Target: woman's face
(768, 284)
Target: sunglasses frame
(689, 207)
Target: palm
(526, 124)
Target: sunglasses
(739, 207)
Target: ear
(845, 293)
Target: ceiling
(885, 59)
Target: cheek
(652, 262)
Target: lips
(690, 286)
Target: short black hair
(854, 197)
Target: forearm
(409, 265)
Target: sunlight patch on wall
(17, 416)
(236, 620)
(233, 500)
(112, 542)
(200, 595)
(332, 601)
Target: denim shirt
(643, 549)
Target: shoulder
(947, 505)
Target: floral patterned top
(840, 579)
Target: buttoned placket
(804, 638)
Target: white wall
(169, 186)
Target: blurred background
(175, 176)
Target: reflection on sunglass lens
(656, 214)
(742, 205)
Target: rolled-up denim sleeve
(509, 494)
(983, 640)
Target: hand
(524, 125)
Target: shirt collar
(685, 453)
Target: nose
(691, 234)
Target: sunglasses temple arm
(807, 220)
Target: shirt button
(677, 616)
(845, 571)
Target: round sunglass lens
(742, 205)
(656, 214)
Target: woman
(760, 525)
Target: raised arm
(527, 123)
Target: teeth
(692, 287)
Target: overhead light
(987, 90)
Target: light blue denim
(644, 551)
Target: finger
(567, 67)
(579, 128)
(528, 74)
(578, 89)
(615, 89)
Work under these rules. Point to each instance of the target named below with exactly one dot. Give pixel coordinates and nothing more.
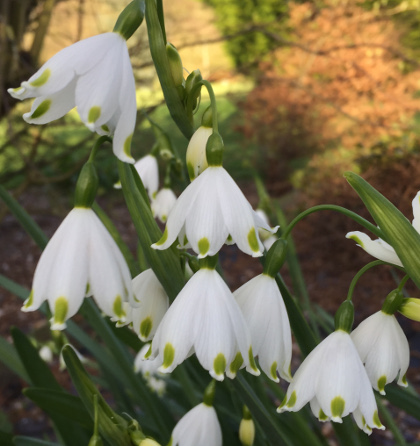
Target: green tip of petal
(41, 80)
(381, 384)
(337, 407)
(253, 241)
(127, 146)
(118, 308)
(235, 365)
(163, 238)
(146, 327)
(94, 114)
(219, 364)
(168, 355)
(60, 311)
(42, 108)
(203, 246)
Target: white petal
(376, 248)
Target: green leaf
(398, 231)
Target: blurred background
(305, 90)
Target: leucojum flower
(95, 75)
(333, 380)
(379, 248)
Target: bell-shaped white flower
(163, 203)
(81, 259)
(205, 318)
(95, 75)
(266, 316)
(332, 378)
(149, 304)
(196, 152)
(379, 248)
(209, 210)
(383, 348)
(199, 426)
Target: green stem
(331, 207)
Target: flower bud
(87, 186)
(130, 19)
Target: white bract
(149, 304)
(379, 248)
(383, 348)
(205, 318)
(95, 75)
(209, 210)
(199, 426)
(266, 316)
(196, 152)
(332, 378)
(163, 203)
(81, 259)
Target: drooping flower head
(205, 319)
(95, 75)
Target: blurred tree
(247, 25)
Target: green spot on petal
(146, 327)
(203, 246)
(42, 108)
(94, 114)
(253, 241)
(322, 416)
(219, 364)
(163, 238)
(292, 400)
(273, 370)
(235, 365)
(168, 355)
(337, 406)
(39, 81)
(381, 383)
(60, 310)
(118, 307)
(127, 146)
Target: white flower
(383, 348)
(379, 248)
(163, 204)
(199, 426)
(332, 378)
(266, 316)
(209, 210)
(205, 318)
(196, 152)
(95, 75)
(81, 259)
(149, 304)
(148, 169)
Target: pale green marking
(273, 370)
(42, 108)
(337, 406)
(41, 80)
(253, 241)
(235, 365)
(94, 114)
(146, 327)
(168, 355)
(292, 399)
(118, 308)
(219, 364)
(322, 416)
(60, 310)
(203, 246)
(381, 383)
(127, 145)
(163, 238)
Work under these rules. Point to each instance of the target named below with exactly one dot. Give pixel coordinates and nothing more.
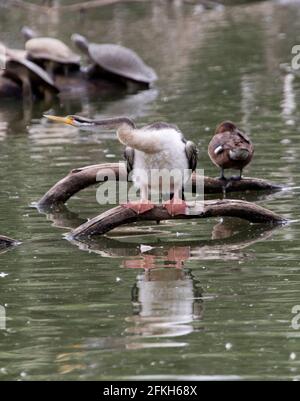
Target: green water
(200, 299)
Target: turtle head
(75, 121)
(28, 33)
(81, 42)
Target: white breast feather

PROBLEM DESCRIPTION » Omit the pictures, and quote the material above exactly as given.

COMPLETED EXERCISE »
Target: woman's face
(768, 284)
Target: sunglasses frame
(689, 207)
Target: palm
(526, 124)
Target: sunglasses
(739, 207)
Target: ear
(845, 293)
Target: ceiling
(885, 59)
Target: cheek
(652, 262)
Target: lips
(690, 286)
Target: short black hair
(854, 197)
Target: forearm
(409, 265)
Target: sunlight patch on wall
(17, 416)
(236, 620)
(233, 500)
(112, 542)
(200, 595)
(332, 601)
Target: denim shirt
(643, 549)
Target: shoulder
(947, 505)
Target: floral patterned top
(840, 579)
Target: buttoned placket
(804, 638)
Target: white wall
(169, 186)
Target: blurred background
(175, 176)
Target: reflection on sunglass lens
(656, 214)
(742, 205)
Target: rolled-up denim sleeve
(509, 494)
(983, 640)
Target: hand
(524, 125)
Target: shirt collar
(685, 453)
Target: nose
(691, 234)
Target: sunglasses temple arm
(807, 220)
Target: shirt button
(677, 616)
(845, 571)
Target: round sunglass lens
(742, 205)
(656, 214)
Target: woman
(760, 525)
Target: raised arm
(527, 123)
Target: teeth
(692, 287)
Target: overhead light
(987, 90)
Target: light blue denim
(644, 551)
Target: finger
(567, 67)
(579, 128)
(528, 74)
(578, 89)
(615, 89)
Work under these rules. Point to each instance of the target named below with exactly one dot. Give pixel coordinates and nothing more.
Target: green tip of petal
(41, 80)
(381, 384)
(337, 407)
(253, 241)
(127, 146)
(118, 308)
(235, 365)
(163, 238)
(146, 327)
(94, 114)
(219, 364)
(168, 355)
(60, 311)
(42, 108)
(203, 246)
Target: white petal
(376, 248)
Target: green leaf
(398, 231)
Target: blurred background
(305, 90)
Target: leucojum flower
(95, 75)
(333, 380)
(379, 248)
Target: bell-shaped white flower
(163, 203)
(81, 259)
(205, 318)
(95, 75)
(266, 316)
(332, 378)
(149, 304)
(196, 152)
(379, 248)
(209, 210)
(383, 348)
(199, 426)
Target: green stem
(331, 207)
Target: flower bud
(87, 186)
(130, 19)
Target: white bract
(149, 304)
(379, 248)
(383, 348)
(205, 318)
(95, 75)
(209, 210)
(199, 426)
(266, 316)
(196, 152)
(332, 378)
(163, 203)
(81, 259)
Target: drooping flower head
(205, 319)
(95, 75)
Target: blurred tree
(247, 25)
Target: green spot on petal
(146, 327)
(203, 246)
(42, 108)
(94, 114)
(253, 241)
(322, 416)
(219, 364)
(163, 238)
(292, 400)
(273, 370)
(235, 365)
(168, 355)
(337, 406)
(39, 81)
(381, 383)
(60, 310)
(118, 307)
(127, 146)
Target: white flower
(383, 348)
(379, 248)
(163, 204)
(199, 426)
(332, 378)
(266, 316)
(209, 210)
(205, 318)
(196, 152)
(95, 75)
(81, 259)
(149, 304)
(148, 169)
Target: pale green marking
(273, 370)
(42, 108)
(337, 406)
(41, 80)
(253, 241)
(235, 365)
(94, 114)
(146, 327)
(168, 355)
(292, 399)
(118, 308)
(219, 364)
(322, 416)
(60, 310)
(203, 246)
(381, 383)
(127, 145)
(163, 238)
Work under these rules. Point to each instance of the target named below with exactly one dot. Give pixel coordinates and nothing more.
Target: green water
(200, 299)
Target: turtle head
(75, 121)
(28, 33)
(81, 42)
Target: white breast feather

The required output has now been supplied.